> **TO DO**
Copy the lines verbatim, beginning with the line that contains "Q: Pick out each instance of the orange extension" and continuing through the end of the data, and only those lines.

◆ ◆ ◆ ◆

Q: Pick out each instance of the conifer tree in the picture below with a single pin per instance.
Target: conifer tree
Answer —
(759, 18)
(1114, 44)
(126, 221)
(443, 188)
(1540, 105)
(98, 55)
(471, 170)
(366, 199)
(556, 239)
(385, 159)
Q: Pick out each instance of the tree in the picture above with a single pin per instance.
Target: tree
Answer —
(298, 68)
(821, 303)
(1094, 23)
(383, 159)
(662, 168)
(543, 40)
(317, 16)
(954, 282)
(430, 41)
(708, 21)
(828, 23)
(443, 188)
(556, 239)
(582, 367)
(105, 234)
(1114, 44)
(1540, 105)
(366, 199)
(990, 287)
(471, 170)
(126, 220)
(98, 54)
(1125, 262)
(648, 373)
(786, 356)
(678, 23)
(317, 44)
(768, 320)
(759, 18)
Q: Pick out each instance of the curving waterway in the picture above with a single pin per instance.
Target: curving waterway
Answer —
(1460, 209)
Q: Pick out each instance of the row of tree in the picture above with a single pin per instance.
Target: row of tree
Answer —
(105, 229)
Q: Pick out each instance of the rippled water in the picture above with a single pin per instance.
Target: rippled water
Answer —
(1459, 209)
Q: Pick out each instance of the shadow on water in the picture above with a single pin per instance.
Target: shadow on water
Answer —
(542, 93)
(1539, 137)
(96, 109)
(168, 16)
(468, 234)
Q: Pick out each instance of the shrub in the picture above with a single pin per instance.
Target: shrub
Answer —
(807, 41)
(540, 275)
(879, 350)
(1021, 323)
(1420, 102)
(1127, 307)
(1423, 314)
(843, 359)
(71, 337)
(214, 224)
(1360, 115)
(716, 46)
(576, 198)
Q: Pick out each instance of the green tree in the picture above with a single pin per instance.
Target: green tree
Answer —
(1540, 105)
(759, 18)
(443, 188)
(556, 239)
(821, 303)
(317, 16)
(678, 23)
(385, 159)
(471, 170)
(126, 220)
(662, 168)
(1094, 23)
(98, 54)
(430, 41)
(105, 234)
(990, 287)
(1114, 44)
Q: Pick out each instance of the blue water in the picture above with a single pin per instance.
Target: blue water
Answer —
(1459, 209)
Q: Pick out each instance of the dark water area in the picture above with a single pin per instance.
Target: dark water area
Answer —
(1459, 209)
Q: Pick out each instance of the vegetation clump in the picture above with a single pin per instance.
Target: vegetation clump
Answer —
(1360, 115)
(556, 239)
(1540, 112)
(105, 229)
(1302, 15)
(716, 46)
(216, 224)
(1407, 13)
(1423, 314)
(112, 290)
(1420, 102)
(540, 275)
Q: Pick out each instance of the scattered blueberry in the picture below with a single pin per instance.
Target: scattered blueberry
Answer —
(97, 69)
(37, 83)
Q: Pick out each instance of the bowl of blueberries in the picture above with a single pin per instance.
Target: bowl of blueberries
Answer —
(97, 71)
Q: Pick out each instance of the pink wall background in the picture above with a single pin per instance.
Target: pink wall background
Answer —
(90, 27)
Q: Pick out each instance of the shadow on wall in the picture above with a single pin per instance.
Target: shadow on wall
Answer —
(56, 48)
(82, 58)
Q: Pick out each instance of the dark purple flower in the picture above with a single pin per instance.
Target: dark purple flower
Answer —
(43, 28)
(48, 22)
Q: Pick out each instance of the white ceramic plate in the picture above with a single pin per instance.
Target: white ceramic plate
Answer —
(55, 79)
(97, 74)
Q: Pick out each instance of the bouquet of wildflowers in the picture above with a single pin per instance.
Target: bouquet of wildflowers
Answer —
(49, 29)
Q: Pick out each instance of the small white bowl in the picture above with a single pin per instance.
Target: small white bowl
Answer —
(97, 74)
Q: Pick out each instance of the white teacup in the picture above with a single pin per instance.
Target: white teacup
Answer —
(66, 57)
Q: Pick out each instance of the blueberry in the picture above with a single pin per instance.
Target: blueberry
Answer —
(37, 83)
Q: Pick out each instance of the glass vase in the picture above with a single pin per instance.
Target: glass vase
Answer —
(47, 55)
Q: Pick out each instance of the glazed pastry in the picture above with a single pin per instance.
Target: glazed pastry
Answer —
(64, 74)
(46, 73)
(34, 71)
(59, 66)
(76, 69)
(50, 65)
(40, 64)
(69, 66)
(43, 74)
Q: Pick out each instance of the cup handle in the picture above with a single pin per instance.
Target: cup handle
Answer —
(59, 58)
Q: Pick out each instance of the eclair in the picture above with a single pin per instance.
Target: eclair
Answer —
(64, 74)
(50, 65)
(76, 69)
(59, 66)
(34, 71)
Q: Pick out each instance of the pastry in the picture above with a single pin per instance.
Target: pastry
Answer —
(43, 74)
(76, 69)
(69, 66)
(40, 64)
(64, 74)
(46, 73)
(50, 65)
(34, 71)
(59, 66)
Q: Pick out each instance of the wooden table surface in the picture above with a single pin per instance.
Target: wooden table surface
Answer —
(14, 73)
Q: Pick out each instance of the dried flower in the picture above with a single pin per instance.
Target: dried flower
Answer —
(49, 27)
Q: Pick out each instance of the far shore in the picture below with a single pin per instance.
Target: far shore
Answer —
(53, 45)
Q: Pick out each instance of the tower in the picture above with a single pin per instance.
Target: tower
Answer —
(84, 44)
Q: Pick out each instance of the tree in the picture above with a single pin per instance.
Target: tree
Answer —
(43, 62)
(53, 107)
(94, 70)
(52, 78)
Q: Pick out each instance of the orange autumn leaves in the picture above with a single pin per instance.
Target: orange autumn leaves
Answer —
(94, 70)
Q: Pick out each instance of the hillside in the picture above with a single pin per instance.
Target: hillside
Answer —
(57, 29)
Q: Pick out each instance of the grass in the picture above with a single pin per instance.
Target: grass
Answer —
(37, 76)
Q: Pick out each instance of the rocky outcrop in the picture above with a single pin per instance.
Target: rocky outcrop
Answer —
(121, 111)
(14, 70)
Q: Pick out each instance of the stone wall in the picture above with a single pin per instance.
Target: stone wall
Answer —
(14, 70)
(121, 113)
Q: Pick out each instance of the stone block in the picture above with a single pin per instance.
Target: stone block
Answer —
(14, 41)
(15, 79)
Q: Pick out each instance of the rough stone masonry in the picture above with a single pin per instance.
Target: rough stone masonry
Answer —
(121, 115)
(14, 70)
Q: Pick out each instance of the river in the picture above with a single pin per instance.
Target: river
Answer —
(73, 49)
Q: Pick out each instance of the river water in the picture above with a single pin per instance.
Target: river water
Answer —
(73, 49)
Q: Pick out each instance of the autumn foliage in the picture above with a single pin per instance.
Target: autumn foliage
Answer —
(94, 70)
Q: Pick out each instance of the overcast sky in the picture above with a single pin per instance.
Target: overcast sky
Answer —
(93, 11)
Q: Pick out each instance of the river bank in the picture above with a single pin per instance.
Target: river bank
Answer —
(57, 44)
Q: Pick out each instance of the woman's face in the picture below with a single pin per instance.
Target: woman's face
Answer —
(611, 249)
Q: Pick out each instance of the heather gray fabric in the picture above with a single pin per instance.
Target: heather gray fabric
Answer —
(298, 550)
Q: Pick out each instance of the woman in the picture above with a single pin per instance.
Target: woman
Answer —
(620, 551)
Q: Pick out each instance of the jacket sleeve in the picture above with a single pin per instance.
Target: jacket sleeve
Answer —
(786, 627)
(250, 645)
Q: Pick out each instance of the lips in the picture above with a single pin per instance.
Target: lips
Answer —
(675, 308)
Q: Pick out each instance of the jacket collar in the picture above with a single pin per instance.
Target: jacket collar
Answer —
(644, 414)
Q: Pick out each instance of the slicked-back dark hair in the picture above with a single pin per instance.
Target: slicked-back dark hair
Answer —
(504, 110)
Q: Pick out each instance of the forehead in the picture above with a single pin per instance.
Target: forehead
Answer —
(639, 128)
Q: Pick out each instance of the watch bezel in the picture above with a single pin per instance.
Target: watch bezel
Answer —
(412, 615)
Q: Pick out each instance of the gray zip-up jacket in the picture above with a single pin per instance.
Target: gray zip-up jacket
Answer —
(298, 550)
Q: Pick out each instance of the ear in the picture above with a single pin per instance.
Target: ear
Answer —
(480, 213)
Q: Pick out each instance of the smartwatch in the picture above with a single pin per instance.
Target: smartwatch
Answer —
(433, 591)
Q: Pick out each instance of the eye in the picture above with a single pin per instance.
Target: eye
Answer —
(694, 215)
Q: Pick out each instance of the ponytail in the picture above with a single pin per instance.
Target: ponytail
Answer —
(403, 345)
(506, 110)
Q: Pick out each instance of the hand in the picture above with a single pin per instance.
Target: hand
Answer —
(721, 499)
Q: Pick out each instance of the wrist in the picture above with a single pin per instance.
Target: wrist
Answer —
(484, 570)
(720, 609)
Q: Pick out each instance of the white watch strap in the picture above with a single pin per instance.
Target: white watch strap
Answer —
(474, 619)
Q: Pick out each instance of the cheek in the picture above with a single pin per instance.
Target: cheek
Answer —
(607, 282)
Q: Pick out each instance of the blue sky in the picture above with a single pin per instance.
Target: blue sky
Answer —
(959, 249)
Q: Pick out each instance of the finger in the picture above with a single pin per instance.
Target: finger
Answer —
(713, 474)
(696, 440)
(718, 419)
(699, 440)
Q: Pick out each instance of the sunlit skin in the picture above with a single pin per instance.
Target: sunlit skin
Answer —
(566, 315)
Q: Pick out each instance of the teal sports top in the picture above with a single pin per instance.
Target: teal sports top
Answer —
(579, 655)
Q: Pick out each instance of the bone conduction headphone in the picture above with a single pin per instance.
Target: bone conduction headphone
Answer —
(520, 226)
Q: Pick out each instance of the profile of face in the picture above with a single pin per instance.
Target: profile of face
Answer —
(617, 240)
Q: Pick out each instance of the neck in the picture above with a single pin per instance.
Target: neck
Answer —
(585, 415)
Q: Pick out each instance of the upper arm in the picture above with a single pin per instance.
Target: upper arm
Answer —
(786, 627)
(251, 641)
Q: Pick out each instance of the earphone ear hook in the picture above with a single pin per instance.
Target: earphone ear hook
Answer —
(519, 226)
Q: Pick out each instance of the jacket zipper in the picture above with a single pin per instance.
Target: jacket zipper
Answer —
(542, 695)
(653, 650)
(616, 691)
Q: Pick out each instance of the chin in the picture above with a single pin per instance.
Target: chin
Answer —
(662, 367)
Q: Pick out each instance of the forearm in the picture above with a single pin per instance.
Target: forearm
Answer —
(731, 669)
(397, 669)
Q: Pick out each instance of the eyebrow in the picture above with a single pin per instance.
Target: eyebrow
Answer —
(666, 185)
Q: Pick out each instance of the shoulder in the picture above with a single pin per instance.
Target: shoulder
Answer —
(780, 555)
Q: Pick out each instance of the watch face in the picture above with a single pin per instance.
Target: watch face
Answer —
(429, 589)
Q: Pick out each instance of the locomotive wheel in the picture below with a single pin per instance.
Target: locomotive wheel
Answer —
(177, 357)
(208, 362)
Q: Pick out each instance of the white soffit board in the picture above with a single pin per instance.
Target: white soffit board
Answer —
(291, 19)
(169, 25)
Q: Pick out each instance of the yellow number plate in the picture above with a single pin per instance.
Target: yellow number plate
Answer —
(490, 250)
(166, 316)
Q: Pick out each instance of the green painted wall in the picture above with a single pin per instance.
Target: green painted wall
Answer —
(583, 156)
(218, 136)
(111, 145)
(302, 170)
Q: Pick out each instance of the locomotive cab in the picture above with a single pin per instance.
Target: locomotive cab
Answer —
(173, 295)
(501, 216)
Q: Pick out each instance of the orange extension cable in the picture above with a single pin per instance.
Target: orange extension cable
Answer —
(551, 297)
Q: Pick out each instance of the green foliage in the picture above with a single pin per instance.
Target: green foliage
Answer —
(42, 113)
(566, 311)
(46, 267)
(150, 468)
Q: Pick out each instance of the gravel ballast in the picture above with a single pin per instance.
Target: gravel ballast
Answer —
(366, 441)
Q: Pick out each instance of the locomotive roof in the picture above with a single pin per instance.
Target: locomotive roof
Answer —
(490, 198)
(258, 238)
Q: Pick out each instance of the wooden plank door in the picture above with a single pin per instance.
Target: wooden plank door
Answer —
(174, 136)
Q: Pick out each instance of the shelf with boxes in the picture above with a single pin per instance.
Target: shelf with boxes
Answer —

◆ ◆ ◆ ◆

> **TASK SOLUTION**
Q: Pick out each instance of the orange extension cable in the picture above with a single pin per instance.
Target: orange extension cable
Answer —
(551, 297)
Q: Pick out each instance of the green foliage in the picture above with a single pin per instance.
Target: green foliage
Answer —
(42, 113)
(566, 311)
(46, 267)
(150, 468)
Q: Pick out each instance of the gravel ballast in the picture above with a single pin per instance.
Target: gravel ballast
Answer —
(366, 441)
Q: Pick out each instance of the locomotive roof in the picture above with a single pin per instance.
Target: locomotive roof
Answer —
(490, 198)
(258, 238)
Q: Pick out each instance of the wooden plank door in the picture above with a single pin per instance.
Target: wooden plank door
Answer —
(174, 136)
Q: Pick out each instance of the shelf with boxes in the picture above with a single pin per instance.
Target: shelf with boxes
Answer —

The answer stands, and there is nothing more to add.